##### Passage shown

Skip to main content
Glama

redflag-mcp

MCP server exposing AML red flag knowledge as queryable tools. Compliance officers ask natural-language questions; the server returns relevant, sourced red flags from either a local LanceDB vector store or a packaged SQLite FTS5 corpus.

Hosted Connector

Public users should start with the hosted MCP URL:

https://<deployment>/mcp

Add that URL in a hosted MCP client, enable the connector, and ask AML red flag research questions such as:

What red flags apply to TBML invoice mismatch?
Which red flags cover bulk cash movement to Mexico?
List source coverage for the corpus.

Public hosted mode is not for confidential customer, transaction, institution, or investigation details. User prompts are sent to the hosted MCP service operator and the host client. Use local desktop or institution-hosted deployments for sensitive institution-specific context.

The hosted connector is backed by a verified packaged corpus. End users do not need Python, repository setup, package downloads, ingestion, OpenAI keys, or environment variables. Operators should use docs/hosted-deployment.md for Railway deployment, corpus activation, rollback, logging, and validation.

Overview

Eight distinct workflows:

  1. URL pipeline — download URLs, optionally inspect local captures, then extract red flags

  2. Source harvesting — bulk-download PDFs and web pages from a catalog CSV into sources.yaml

  3. Extraction — pull AML red flags out of PDFs or web pages using an LLM and save them as YAML

  4. Source registry — rebuild red_flag_sources/registry.csv, the audit ledger for extracted, downloaded, and not-downloaded sources

  5. Ingestion — embed the YAML files and load them into the local vector database

  6. Corpus packaging — build a versioned SQLite FTS5 package for offline lexical runtime use

  7. Hosted deployment — run the ASGI MCP service from a verified corpus package at one public /mcp URL

  8. Query — MCP server answers search and filtering requests against the configured local or hosted store


URL Pipeline

Use scripts/pipeline.py for day-to-day source onboarding from URLs. It supports both a one-shot workflow and a review checkpoint between download and extraction.

##########

■ **What you have to do**:
Name each of the workflows listed in the overview of the redflag-mcp page. The records that come next are separate material and do not belong to the redflag-mcp page.

##### Data for analysis

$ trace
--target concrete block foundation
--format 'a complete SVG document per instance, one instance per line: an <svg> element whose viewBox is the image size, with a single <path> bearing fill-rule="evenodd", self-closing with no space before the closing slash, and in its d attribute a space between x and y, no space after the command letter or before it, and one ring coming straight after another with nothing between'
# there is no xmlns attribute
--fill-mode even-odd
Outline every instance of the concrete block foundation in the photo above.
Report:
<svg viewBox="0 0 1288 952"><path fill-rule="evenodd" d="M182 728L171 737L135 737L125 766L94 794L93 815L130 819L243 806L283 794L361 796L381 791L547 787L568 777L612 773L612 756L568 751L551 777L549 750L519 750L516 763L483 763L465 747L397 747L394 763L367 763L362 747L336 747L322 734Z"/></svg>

##########

■ **Solution for this exercise**:
1. URL pipeline
2. Source harvesting
3. Extraction
4. Source registry
5. Ingestion
6. Corpus packaging
7. Hosted deployment
8. Query